* [TASK TO CARRY OUT] Rewrite the entries from the very start down to the line holding "left=94, top=198, right=135, bottom=240", inclusive, replacing "fruit" with "berry". Leave everything else unchanged.

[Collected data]
»»

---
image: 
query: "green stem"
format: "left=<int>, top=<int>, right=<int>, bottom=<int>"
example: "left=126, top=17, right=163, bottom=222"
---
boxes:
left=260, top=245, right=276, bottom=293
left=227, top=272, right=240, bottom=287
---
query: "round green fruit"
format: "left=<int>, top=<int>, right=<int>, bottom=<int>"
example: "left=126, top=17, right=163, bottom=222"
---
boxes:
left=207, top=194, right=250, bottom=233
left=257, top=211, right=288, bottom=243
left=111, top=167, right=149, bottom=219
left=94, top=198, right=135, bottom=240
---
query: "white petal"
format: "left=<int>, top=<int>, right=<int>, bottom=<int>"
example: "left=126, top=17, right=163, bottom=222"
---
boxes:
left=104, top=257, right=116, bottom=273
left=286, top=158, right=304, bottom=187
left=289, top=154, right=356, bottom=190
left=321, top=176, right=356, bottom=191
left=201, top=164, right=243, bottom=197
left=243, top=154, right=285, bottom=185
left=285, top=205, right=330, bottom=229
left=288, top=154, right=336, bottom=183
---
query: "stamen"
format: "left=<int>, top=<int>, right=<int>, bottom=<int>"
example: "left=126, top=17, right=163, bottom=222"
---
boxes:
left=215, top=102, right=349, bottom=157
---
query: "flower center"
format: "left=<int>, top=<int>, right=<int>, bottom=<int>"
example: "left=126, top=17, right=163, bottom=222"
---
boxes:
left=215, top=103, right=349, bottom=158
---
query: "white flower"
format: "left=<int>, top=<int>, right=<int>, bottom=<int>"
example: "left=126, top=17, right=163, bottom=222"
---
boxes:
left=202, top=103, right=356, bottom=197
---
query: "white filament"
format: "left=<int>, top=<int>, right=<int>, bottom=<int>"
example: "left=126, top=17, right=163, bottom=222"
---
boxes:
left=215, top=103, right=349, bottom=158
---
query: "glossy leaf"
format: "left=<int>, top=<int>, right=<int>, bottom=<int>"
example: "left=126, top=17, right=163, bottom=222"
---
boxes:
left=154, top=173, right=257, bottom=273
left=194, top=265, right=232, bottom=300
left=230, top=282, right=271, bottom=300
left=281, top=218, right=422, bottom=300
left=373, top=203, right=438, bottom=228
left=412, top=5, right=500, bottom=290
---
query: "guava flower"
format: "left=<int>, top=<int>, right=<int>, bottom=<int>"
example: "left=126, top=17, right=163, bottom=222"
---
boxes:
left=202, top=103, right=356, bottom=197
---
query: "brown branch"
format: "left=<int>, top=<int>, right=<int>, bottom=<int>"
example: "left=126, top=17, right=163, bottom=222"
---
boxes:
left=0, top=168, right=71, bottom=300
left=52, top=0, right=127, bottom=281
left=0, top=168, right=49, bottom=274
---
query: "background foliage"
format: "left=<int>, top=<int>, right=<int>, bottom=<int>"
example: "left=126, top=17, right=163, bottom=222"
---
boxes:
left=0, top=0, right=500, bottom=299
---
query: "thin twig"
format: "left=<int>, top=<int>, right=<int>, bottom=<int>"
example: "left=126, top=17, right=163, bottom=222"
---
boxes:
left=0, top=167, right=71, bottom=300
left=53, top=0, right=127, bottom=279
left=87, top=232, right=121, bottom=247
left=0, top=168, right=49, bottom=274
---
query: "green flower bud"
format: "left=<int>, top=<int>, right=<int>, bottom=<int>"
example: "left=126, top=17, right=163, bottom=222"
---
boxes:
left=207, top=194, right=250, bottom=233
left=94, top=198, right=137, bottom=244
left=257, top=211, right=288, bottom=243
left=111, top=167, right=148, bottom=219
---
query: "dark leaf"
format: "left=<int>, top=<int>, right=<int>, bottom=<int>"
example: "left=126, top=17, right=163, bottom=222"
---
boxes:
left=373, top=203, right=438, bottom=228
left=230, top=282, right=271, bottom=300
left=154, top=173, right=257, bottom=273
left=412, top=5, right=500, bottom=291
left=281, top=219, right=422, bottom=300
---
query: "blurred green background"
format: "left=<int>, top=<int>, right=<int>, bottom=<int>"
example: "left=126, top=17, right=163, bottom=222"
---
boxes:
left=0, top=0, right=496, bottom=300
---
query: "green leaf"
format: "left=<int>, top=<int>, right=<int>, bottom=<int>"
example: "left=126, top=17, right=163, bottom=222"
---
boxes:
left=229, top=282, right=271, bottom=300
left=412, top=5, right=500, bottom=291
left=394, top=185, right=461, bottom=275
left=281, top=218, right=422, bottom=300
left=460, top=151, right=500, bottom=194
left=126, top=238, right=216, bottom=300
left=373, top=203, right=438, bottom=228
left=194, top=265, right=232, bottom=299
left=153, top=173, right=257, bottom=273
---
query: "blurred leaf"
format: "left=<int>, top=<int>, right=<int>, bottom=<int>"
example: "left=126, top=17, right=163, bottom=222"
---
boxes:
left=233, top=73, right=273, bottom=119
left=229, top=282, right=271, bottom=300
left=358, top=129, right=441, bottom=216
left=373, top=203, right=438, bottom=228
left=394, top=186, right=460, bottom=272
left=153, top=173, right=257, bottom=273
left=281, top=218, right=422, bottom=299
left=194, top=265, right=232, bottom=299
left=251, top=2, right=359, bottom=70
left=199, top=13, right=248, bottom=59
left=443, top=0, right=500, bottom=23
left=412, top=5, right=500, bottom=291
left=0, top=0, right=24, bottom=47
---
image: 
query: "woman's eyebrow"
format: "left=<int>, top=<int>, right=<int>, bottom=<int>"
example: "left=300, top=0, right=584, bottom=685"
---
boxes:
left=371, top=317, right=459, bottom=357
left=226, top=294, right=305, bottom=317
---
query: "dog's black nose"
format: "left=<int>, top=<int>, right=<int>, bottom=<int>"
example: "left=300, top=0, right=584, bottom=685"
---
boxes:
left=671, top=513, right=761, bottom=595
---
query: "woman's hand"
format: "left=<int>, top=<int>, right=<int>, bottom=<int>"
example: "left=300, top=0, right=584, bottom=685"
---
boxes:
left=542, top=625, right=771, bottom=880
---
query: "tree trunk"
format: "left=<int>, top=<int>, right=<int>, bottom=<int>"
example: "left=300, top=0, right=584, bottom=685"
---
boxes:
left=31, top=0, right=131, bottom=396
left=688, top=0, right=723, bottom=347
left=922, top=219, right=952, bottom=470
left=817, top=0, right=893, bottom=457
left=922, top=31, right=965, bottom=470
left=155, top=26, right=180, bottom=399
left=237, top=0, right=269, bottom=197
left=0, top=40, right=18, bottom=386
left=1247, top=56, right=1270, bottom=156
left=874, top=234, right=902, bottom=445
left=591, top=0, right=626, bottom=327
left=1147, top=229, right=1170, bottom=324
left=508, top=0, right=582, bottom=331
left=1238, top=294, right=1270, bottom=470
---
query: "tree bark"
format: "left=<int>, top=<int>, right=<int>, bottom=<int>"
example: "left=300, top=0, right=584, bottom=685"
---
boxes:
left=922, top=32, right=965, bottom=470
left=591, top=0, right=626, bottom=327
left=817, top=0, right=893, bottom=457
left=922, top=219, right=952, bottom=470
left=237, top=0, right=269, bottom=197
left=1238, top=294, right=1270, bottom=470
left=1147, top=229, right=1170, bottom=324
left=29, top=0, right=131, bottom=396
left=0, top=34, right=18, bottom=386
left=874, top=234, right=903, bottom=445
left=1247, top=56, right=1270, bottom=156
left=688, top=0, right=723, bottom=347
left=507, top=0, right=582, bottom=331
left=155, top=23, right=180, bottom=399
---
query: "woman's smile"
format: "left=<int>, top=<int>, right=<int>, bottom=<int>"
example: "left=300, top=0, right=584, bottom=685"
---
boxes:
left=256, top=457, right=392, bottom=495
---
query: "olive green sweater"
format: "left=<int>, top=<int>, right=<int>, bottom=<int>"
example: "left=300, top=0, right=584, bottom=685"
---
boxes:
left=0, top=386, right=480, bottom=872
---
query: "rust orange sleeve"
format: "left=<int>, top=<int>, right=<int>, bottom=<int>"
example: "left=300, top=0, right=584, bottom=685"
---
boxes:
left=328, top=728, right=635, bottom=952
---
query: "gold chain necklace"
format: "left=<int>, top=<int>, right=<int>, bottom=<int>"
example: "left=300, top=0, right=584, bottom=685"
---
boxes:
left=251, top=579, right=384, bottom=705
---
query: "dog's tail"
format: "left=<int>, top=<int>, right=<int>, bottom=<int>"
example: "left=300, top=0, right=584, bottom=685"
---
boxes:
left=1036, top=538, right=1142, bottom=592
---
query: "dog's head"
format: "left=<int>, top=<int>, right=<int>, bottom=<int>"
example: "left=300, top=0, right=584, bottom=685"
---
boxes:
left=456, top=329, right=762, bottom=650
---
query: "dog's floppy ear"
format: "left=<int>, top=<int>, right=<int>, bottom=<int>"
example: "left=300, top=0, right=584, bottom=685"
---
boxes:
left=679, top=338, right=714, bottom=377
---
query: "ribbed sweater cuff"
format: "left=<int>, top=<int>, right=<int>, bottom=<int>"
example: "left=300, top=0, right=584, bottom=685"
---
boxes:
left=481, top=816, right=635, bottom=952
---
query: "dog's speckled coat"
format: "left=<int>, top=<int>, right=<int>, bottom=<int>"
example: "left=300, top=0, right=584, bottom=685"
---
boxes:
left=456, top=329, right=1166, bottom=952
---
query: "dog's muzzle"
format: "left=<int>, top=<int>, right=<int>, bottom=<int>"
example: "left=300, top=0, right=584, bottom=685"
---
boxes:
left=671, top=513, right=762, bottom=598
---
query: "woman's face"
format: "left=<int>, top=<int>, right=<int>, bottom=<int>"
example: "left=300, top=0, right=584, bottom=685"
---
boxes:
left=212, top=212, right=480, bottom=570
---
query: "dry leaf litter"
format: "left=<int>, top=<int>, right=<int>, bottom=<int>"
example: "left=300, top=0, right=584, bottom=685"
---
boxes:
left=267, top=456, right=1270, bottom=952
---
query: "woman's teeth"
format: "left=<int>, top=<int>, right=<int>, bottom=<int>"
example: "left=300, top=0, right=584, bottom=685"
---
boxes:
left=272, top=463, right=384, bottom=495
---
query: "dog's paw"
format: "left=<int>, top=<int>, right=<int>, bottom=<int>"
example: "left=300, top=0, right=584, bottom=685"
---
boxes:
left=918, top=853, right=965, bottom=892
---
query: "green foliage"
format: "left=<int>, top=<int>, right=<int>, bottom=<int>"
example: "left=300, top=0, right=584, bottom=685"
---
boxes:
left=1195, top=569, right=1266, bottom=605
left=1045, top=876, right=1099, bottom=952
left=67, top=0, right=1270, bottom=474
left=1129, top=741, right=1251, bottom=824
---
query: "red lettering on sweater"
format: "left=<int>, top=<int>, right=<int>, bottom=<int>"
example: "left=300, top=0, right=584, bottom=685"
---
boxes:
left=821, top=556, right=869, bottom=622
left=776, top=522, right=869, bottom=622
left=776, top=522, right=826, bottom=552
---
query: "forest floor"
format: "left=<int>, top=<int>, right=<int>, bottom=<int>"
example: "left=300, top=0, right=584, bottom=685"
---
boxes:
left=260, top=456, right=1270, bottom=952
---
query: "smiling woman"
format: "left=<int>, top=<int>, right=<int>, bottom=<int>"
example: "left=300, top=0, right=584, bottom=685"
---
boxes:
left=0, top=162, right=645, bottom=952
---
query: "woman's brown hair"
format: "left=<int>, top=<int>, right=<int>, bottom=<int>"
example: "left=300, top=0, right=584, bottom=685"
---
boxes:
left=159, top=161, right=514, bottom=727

««

* [RESULT OF THE EXERCISE]
---
image: 
query: "green stem"
format: "left=<int>, top=<int>, right=<int>, bottom=<int>"
example: "left=126, top=17, right=163, bottom=222"
---
boxes:
left=260, top=245, right=276, bottom=293
left=227, top=272, right=240, bottom=287
---
query: "round green berry"
format: "left=<int>, top=<int>, right=<int>, bottom=<int>"
example: "left=126, top=17, right=163, bottom=222"
---
boxes:
left=207, top=194, right=250, bottom=233
left=257, top=211, right=288, bottom=243
left=111, top=167, right=149, bottom=219
left=94, top=198, right=135, bottom=240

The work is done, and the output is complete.